▶ Exercise instructions
**a.** In the match report on Nashville SC's win over Monterrey, why did VAR rule out Hany Mukhtar's early goal?
**b.** From the match report on Nashville SC's win over Monterrey, print everything from "Panicco finished the" down to "won going away.".
**c.** Carry on the match report on Nashville SC's win over Monterrey from its last line.

▶ Document section
::::::

The 2023 Leagues Cup Final will feature two MLS Eastern Conference teams.
Nashville SC blanked Liga MX opponents Monterrey 2-0 on Tuesday at Geodis Park to reach their first tournament final in club history. Second-half goals from Sam Surridge and Fafa Picault helped Gary Smith’s squad set up a finals showdown with Lionel Messi and Inter Miami.
Nashville SC thought it had an early opening goal through Hany Mukhtar’s curling finish, but VAR wiped away the goal due to Mukhtar coming onsides from an offsides position.
Monterrey struck the crossbar in the 28th minute as Erick Aguirre came closest for the Liga MX visitors in the first half.
Both Picault and Mukhtar were denied scoring opportunities as the first half ended goal-less.
Nashville SC’s continued pressure eventually paid off though in the 67th minute as Mukhtar set up Sam Surridge for the opening goal. Surridge’s right-footed shot nestled into the bottom-right corner to boost the hosts in front 1-0.
Jordi Cotrizo’s long-range shot in the 85th minute was denied by a diving Elliot Panicco before Nashville SC iced its semifinal victory.
Surridge’s headed pass allowed Picault to slot home Nashville SC’s insurance goal, wrapping up a 2-0 result. Surridge played a pass to Picault before the veteran winger danced his way into the box and drilled home a left-footed shot.
Panicco finished the match with a three-save clean sheet as Nashville SC moved on to Saturday’s Leagues Cup final.
The winner will not only lift the Leagues Cup trophy, but also clinch a berth into the expanded 2024 Concacaf Champions Cup.
I thought Monterrey got unbelievably lucky against LAFC, who despite missing Carlos Vela were still up 2-0 on the Mexican side and were trying to bang in that third goal before halftime. Somehow LAFC missed 2-3 wide-open sitters I genuinely do not know how they missed, and that would have been ball game right there. But Monterrey got a goal off a PK awarded for an incredibly soft VAR review, then snuck in another on a corner, then pulled off a goalazo I still can’t believe to win the game. With Vela LAFC almost certainly would have won going away.

::::::

[Image-backed grounding data]
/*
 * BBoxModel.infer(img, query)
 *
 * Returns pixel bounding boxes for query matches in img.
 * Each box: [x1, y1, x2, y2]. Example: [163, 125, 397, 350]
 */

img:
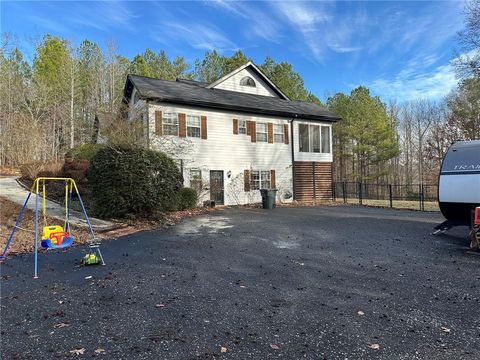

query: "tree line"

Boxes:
[0, 0, 480, 184]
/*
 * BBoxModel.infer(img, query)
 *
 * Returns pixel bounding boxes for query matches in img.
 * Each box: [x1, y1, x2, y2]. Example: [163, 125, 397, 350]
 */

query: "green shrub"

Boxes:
[88, 146, 183, 218]
[20, 162, 62, 180]
[65, 144, 105, 161]
[178, 188, 198, 210]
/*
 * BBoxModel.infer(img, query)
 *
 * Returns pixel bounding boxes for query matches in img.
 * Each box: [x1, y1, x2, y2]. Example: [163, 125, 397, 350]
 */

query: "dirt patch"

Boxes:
[0, 166, 20, 176]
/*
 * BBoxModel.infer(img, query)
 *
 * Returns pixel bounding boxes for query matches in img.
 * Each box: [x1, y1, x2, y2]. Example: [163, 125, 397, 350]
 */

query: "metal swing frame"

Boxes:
[0, 177, 105, 279]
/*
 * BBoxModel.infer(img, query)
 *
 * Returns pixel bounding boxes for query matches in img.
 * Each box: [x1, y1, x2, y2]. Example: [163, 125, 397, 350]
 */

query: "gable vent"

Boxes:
[240, 76, 257, 87]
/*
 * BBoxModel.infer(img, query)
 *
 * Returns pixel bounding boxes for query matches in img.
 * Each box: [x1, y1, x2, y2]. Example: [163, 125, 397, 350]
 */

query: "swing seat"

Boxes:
[41, 226, 73, 249]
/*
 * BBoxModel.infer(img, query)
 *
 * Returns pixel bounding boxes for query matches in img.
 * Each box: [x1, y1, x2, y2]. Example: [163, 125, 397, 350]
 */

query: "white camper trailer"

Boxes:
[438, 140, 480, 226]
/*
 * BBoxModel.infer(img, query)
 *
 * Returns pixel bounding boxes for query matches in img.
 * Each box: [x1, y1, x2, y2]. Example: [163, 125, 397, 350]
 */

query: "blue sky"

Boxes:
[0, 1, 463, 102]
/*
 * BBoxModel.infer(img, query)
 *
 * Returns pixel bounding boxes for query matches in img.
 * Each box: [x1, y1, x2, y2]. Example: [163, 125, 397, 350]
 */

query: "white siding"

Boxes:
[148, 103, 293, 205]
[293, 119, 333, 162]
[214, 68, 279, 97]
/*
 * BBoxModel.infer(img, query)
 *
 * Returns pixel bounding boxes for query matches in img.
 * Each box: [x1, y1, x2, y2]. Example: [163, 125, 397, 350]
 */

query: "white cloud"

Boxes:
[370, 64, 457, 101]
[207, 0, 282, 43]
[152, 21, 238, 51]
[71, 1, 138, 31]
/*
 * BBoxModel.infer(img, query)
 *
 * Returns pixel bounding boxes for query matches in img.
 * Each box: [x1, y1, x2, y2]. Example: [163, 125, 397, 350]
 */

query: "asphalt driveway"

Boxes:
[0, 206, 480, 359]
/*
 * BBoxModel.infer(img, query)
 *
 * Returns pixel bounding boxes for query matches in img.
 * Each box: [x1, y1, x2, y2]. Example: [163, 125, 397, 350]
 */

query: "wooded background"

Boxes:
[0, 0, 480, 184]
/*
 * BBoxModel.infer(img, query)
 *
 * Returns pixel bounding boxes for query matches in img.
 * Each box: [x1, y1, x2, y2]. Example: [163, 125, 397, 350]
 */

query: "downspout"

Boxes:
[290, 114, 298, 201]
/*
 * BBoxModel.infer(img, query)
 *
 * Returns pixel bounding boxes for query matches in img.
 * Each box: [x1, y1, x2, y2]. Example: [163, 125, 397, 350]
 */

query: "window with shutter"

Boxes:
[200, 116, 207, 139]
[178, 113, 187, 137]
[256, 122, 268, 142]
[251, 170, 271, 190]
[238, 120, 247, 134]
[187, 115, 200, 138]
[155, 111, 162, 136]
[190, 169, 202, 192]
[162, 113, 178, 136]
[273, 124, 284, 143]
[243, 170, 250, 192]
[233, 119, 238, 135]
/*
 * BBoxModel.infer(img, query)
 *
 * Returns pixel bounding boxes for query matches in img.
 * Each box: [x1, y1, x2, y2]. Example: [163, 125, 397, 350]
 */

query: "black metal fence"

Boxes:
[332, 181, 438, 211]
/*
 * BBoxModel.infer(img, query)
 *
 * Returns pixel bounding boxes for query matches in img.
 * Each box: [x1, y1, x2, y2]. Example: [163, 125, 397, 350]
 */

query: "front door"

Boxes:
[210, 170, 224, 205]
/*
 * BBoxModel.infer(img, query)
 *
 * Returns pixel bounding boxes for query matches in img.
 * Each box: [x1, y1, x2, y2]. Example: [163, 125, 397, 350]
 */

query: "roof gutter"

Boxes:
[143, 97, 341, 123]
[290, 114, 298, 201]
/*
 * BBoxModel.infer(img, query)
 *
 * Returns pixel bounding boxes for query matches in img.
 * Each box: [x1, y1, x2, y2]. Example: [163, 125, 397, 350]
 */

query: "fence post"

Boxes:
[358, 182, 363, 205]
[418, 184, 422, 211]
[388, 184, 393, 208]
[422, 183, 425, 211]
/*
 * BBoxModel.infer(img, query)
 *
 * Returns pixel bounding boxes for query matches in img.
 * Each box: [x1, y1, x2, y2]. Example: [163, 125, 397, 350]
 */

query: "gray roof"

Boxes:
[124, 75, 340, 122]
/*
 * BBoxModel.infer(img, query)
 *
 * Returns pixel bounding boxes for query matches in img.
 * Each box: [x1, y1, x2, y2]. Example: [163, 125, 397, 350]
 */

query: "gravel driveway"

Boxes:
[1, 206, 480, 359]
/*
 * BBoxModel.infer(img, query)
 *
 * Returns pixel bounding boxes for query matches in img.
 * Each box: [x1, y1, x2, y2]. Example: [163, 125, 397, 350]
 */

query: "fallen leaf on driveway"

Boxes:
[70, 348, 85, 355]
[53, 323, 70, 329]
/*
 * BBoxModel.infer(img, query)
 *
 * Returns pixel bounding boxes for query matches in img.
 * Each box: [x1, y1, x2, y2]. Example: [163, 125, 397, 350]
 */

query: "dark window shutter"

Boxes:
[200, 116, 207, 139]
[283, 124, 288, 144]
[233, 119, 238, 135]
[247, 121, 257, 142]
[155, 111, 162, 136]
[243, 170, 250, 192]
[178, 114, 187, 137]
[267, 123, 273, 144]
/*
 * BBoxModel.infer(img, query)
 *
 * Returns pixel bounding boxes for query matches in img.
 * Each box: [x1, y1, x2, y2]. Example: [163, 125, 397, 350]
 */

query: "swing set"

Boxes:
[0, 177, 105, 279]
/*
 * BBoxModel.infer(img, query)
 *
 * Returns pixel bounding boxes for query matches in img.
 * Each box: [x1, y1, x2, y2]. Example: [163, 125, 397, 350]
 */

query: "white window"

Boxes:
[298, 124, 331, 154]
[162, 113, 178, 136]
[251, 170, 271, 190]
[310, 125, 320, 152]
[257, 122, 268, 142]
[298, 124, 310, 152]
[190, 169, 202, 192]
[187, 115, 200, 138]
[238, 120, 247, 134]
[273, 124, 284, 143]
[322, 126, 331, 154]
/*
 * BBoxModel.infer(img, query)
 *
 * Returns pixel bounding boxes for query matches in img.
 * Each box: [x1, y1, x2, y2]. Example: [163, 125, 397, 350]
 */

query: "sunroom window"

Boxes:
[322, 126, 331, 154]
[162, 113, 178, 136]
[252, 170, 271, 190]
[187, 115, 200, 138]
[298, 124, 331, 154]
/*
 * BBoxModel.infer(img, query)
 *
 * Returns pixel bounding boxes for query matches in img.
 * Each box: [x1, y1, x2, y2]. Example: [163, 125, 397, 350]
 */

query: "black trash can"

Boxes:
[260, 189, 277, 209]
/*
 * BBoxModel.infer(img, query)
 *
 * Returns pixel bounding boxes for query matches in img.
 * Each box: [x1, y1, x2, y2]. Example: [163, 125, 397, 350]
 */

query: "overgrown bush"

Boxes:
[178, 188, 198, 210]
[88, 146, 183, 218]
[62, 144, 105, 184]
[65, 144, 105, 161]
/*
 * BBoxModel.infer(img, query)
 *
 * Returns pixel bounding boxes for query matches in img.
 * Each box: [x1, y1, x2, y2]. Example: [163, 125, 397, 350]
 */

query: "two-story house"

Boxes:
[124, 62, 339, 205]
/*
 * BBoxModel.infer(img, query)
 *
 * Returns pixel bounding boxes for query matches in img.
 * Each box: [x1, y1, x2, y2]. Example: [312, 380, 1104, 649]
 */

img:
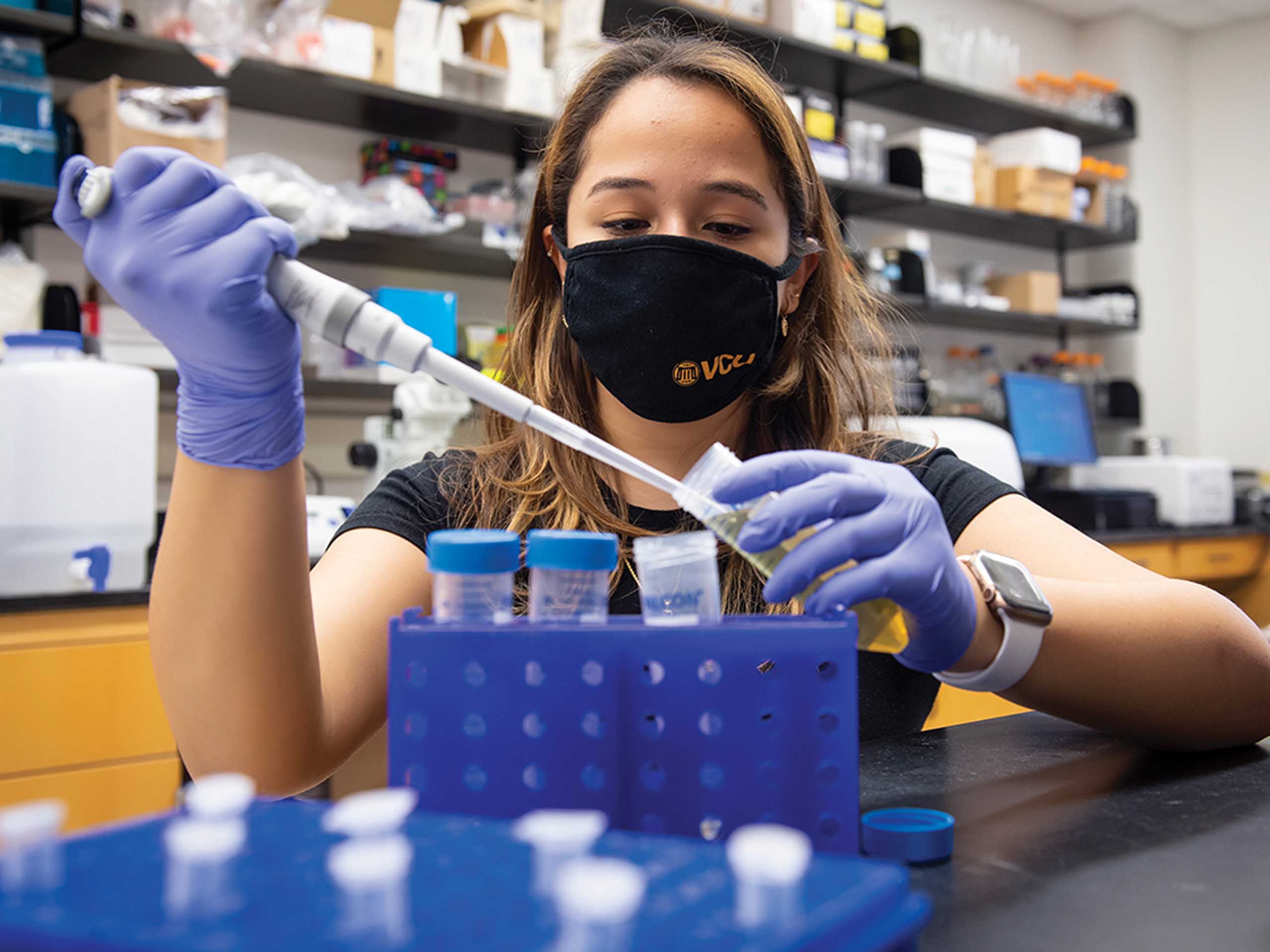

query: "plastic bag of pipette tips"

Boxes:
[225, 152, 353, 247]
[0, 241, 48, 354]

::::::

▶ Task-by-task outputs
**a.** Mukhtar had come onsides from an offsides position.

**b.**
Panicco finished the match with a three-save clean sheet as Nashville SC moved on to Saturday’s Leagues Cup final.
The winner will not only lift the Leagues Cup trophy, but also clinch a berth into the expanded 2024 Concacaf Champions Cup.
I thought Monterrey got unbelievably lucky against LAFC, who despite missing Carlos Vela were still up 2-0 on the Mexican side and were trying to bang in that third goal before halftime. Somehow LAFC missed 2-3 wide-open sitters I genuinely do not know how they missed, and that would have been ball game right there. But Monterrey got a goal off a PK awarded for an incredibly soft VAR review, then snuck in another on a corner, then pulled off a goalazo I still can’t believe to win the game. With Vela LAFC almost certainly would have won going away.

**c.**
Like I said, though, MLS moved past Liga MX in terms of buying power this past year…and with the Messi spending spree, MLS’s yearly payrolls have spiked all the way to $453 million (for 29 teams), while Liga MX’s total payroll is now a scant third of that, falling all the way to $155 million (for 18 teams) in the ’23-24 seasons, down from an all-time (pre-COVID) high combined payroll of $246 million for the league in 2018-2019. Mexico’s spending has never really recovered from COVID.
So right now, MLS teams average $15.6 million per team. Liga MX’s has tumbled all the way down to $8.6 million per club.
A handful of Mexican teams – notably Toluca, Atlas, and especially Querataro – actually overachieved relative to payroll (Toluca and Atlas would both be last in MLS in spending), and Querataro is one of the poorest teams in Liga MX with a total payroll in ’23-’24 of just $5,400, or about a third that of the average MLS side. You’d expect Tigres and Monterrey to do well and they did – Monterrey’s ahead of any MLS team except Miami at $22.3 million, and UANL is #4 behind just those two and Toronto FC at $21.2 million. But aside from those two sides and Club America, who are by far the richest clubs in Mexico, it looks increasingly unlikely that Mexican teams will be able to compete against MLS teams in even the near future. They’re getting out of their weight class and it’s getting worse every year.
MLS is paying more, but from the Leagues Cup it is not obvious they are performing better. Across all the head-to-head games of LigaMX vs MLS, the results were
MLS 17 wins, LigaMx 17 wins 12 ties with MLS prevailing on PKs in 7
That despite all the games were away games for LigaMX teams.
Of course money can bring in better players and a factor of 2 in spending should tip the quality on the field strongly in MLS’s favor.
That’s the thing, though. We’re getting there in a hurry. Tigres and UANL have kept up their spending and are $20+ million teams. Club America is a $15 million club.
After that it drops all the way down to Chivas, who have an $8.8 million total payroll. Which would be second-to-last in MLS; they narrowly edge out the newbies in St. Louis, who spend just $8.7 million.
Soccernomics isn’t definitive destiny, certainly, but in broad strokes it does give a fair-to-decent snapshot. Soccernomics said the final should have been Miami versus Monterrey and it nearly was.
Sorry, meant Tigres and Monterrey. Apologies.